Point localization data:
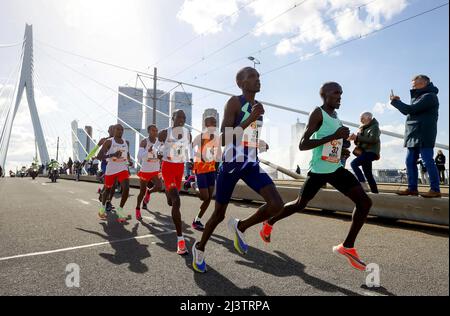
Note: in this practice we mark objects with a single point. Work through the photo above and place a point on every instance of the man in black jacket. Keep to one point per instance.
(421, 131)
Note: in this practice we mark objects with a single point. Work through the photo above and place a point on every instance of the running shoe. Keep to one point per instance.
(102, 214)
(181, 248)
(138, 215)
(239, 240)
(352, 256)
(266, 232)
(122, 218)
(198, 259)
(198, 226)
(147, 198)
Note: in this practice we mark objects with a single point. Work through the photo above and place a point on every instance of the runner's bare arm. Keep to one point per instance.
(314, 124)
(232, 109)
(106, 146)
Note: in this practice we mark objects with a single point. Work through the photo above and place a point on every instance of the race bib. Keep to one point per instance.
(332, 151)
(123, 158)
(151, 157)
(250, 136)
(177, 152)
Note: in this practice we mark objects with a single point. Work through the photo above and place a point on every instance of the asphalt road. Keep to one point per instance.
(45, 227)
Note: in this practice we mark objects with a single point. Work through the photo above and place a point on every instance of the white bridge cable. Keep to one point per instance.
(202, 34)
(302, 59)
(71, 107)
(215, 52)
(14, 73)
(294, 110)
(273, 44)
(11, 45)
(391, 134)
(111, 89)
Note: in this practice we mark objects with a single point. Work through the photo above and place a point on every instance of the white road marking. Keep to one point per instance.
(83, 202)
(35, 254)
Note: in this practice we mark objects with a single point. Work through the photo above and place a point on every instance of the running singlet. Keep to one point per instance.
(176, 150)
(205, 160)
(150, 162)
(247, 149)
(117, 165)
(327, 158)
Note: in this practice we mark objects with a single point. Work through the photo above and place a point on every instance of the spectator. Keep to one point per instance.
(440, 163)
(423, 172)
(421, 131)
(70, 165)
(367, 151)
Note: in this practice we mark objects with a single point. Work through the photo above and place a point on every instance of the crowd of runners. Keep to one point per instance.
(221, 158)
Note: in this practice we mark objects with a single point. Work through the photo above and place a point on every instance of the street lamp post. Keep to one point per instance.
(255, 61)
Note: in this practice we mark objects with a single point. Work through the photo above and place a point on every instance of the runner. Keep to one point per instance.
(176, 147)
(325, 135)
(241, 126)
(206, 150)
(117, 152)
(151, 166)
(104, 163)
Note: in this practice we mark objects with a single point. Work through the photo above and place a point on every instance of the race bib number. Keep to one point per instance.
(122, 158)
(250, 136)
(332, 151)
(151, 157)
(177, 152)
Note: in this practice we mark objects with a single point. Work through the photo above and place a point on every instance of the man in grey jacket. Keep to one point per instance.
(421, 131)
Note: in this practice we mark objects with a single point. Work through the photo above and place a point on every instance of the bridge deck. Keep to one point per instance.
(60, 218)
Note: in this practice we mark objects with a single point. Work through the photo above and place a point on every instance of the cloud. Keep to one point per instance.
(205, 16)
(381, 108)
(321, 23)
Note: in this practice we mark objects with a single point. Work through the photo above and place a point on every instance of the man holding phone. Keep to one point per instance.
(421, 131)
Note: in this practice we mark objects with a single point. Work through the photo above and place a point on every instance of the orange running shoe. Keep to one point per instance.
(182, 250)
(352, 256)
(265, 232)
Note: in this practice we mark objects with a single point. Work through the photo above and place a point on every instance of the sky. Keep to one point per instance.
(206, 42)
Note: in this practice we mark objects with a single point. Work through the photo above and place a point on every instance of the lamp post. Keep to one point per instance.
(255, 61)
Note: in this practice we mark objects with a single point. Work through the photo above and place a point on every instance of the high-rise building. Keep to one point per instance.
(209, 113)
(132, 113)
(162, 105)
(297, 131)
(182, 101)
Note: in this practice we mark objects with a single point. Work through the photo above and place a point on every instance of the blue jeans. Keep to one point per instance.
(365, 160)
(413, 172)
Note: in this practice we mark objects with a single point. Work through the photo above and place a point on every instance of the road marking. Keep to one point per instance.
(35, 254)
(83, 202)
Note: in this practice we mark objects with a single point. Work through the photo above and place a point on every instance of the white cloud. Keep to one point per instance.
(321, 23)
(205, 15)
(381, 108)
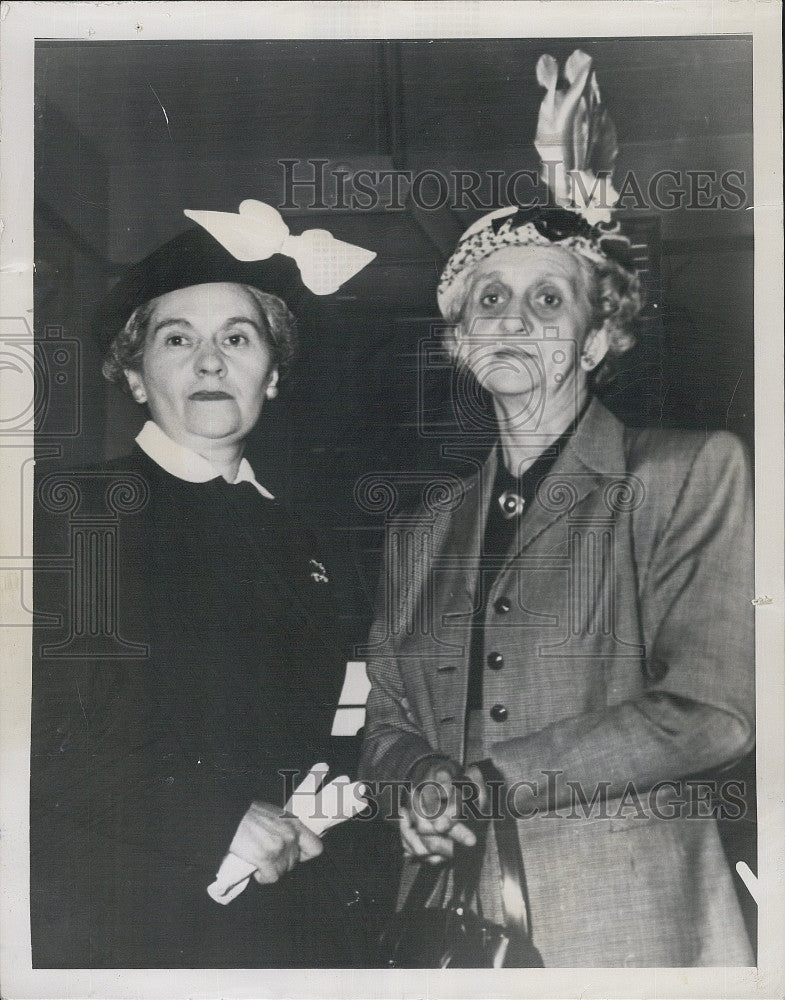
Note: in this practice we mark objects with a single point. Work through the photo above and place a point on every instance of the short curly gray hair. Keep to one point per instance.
(278, 324)
(616, 298)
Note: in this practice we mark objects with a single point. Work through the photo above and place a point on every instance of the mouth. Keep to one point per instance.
(208, 396)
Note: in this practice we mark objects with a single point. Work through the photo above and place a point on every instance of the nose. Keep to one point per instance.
(515, 324)
(209, 361)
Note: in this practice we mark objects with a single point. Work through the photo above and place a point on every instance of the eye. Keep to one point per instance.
(491, 297)
(176, 340)
(548, 298)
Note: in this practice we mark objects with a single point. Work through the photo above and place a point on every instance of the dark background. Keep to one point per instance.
(130, 134)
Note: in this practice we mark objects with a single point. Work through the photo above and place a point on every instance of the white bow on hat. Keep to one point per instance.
(258, 231)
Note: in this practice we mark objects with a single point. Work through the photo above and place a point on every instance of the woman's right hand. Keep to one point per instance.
(432, 822)
(273, 843)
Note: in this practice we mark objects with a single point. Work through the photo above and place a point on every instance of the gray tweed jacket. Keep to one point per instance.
(621, 626)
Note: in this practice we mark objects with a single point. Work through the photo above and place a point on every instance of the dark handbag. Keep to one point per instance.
(454, 936)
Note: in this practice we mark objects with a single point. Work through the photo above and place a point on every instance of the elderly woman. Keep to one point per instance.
(589, 601)
(161, 729)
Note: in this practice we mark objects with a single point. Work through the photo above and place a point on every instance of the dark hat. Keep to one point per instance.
(193, 258)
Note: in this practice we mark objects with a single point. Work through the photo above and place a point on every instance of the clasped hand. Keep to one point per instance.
(273, 843)
(433, 822)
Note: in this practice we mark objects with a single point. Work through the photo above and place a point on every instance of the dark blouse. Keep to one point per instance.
(148, 748)
(510, 498)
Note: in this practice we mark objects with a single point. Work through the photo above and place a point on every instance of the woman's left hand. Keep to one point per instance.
(273, 843)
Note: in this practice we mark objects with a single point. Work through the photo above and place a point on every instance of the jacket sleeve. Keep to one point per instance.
(394, 739)
(697, 711)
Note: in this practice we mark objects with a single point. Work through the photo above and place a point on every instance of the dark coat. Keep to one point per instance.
(200, 661)
(620, 640)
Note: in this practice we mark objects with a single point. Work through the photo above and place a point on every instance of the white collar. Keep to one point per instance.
(186, 464)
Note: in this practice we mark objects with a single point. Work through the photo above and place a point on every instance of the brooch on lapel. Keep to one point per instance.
(318, 573)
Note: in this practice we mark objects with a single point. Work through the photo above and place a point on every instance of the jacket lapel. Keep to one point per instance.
(595, 451)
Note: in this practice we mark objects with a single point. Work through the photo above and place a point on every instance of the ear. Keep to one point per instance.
(272, 385)
(595, 347)
(136, 385)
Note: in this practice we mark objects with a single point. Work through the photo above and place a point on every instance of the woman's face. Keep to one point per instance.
(206, 364)
(525, 322)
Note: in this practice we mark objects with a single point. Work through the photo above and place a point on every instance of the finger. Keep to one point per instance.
(461, 834)
(310, 846)
(441, 846)
(266, 874)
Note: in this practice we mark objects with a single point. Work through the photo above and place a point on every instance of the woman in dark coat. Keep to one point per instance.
(196, 657)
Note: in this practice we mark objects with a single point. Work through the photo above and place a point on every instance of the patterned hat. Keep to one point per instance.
(537, 226)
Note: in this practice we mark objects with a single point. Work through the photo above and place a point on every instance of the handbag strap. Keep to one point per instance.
(468, 862)
(514, 892)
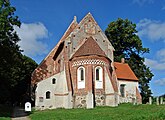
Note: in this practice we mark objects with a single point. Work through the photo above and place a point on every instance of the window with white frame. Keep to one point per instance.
(98, 77)
(122, 90)
(48, 95)
(81, 77)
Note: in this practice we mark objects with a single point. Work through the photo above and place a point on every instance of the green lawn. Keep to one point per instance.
(5, 112)
(122, 112)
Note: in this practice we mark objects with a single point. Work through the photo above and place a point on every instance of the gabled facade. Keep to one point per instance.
(79, 71)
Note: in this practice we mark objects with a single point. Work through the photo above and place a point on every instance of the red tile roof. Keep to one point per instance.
(124, 72)
(90, 47)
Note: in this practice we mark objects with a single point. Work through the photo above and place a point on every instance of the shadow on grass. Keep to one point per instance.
(5, 111)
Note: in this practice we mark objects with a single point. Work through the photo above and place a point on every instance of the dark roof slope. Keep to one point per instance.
(124, 72)
(90, 47)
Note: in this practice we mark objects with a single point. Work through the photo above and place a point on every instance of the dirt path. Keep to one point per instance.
(19, 114)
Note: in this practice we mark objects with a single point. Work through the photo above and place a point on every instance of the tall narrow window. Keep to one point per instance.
(97, 74)
(53, 81)
(81, 74)
(81, 77)
(122, 90)
(47, 95)
(98, 77)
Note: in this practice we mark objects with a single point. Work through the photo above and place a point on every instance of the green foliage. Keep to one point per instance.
(9, 50)
(123, 36)
(122, 112)
(15, 68)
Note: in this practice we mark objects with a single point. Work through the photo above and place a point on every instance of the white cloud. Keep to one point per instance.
(160, 82)
(161, 55)
(32, 38)
(155, 65)
(142, 2)
(154, 30)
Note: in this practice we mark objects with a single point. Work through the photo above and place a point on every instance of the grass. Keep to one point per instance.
(5, 112)
(122, 112)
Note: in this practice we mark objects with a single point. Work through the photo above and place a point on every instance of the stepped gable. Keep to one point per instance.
(90, 47)
(40, 72)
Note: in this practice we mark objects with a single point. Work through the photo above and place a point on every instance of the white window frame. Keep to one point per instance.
(80, 83)
(99, 83)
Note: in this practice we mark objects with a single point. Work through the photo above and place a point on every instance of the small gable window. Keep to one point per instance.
(53, 81)
(48, 95)
(81, 77)
(122, 90)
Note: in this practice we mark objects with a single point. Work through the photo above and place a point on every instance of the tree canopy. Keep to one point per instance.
(14, 67)
(123, 36)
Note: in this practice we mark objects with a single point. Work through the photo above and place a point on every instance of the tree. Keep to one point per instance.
(22, 89)
(15, 68)
(123, 36)
(9, 50)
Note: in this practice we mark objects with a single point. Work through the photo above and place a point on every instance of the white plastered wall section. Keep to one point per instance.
(129, 91)
(59, 95)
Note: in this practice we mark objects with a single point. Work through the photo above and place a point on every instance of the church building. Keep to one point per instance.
(80, 72)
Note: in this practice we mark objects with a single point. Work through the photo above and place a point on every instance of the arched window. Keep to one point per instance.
(81, 77)
(98, 77)
(47, 95)
(122, 90)
(53, 81)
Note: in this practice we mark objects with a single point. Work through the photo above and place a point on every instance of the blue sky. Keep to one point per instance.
(45, 21)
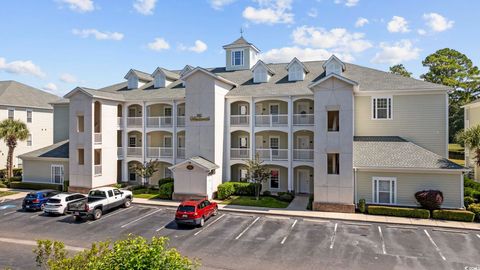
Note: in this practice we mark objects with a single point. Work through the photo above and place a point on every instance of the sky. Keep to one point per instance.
(56, 45)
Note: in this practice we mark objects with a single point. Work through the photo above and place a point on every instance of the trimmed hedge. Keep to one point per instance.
(35, 186)
(456, 215)
(398, 211)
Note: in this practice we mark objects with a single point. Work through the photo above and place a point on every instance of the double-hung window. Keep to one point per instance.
(384, 190)
(382, 108)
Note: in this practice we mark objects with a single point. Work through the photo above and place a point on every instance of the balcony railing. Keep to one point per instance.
(159, 152)
(271, 120)
(134, 151)
(303, 154)
(159, 122)
(239, 120)
(239, 153)
(303, 119)
(134, 122)
(272, 154)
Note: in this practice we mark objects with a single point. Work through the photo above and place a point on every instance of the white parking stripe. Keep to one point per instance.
(140, 218)
(383, 241)
(435, 245)
(291, 228)
(248, 227)
(332, 240)
(210, 224)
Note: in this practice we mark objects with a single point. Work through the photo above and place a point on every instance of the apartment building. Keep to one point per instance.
(339, 131)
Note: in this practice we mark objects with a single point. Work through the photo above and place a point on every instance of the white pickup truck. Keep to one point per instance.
(100, 200)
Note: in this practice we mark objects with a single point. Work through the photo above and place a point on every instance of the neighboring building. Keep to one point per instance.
(339, 131)
(30, 105)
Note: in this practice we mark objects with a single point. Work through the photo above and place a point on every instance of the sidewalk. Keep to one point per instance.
(327, 215)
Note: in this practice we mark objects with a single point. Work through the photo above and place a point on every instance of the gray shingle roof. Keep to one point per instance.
(57, 150)
(395, 152)
(13, 93)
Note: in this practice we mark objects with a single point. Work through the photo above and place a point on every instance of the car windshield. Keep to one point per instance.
(186, 208)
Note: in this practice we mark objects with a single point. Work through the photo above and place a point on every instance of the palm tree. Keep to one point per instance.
(12, 131)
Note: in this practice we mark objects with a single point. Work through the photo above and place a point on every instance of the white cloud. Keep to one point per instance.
(144, 7)
(99, 35)
(270, 12)
(436, 22)
(398, 25)
(361, 22)
(159, 44)
(21, 67)
(199, 47)
(68, 78)
(219, 4)
(79, 5)
(396, 53)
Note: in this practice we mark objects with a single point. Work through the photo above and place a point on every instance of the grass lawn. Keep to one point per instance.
(269, 202)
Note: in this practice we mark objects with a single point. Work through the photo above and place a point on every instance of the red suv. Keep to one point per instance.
(195, 212)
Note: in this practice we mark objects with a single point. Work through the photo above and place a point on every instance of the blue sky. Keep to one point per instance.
(59, 44)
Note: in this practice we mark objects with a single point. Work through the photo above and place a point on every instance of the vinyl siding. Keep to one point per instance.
(420, 119)
(409, 183)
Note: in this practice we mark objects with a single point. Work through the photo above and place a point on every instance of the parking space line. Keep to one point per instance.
(210, 224)
(383, 241)
(434, 244)
(332, 240)
(140, 218)
(291, 228)
(246, 229)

*Your objective*
Repeat only the tail of the entries, exactly: the line containing "suv. Keep to one point per instance." and every line after it, to the end.

*Written response*
Note: in this practice we mark objects with a single point. Work through the photo above and place a point on every instance of the red suv. Keep to one point per instance.
(195, 212)
Note: in this practice we mark objects with a single point. Work through the photo above and place a point on every instance of the blue sky. Keep to one point per instance.
(59, 44)
Note: in this practice we mark objects with a single point. Work through the photo above and place a point on every instance of the vinyl siding. Keep to one point per instance.
(420, 119)
(409, 183)
Note: in this practice we mark objects with a single point. Work through the photo above and place a point on every instance of the parking space line. Keep to one point per instance.
(210, 224)
(383, 241)
(434, 244)
(332, 240)
(140, 218)
(291, 228)
(246, 229)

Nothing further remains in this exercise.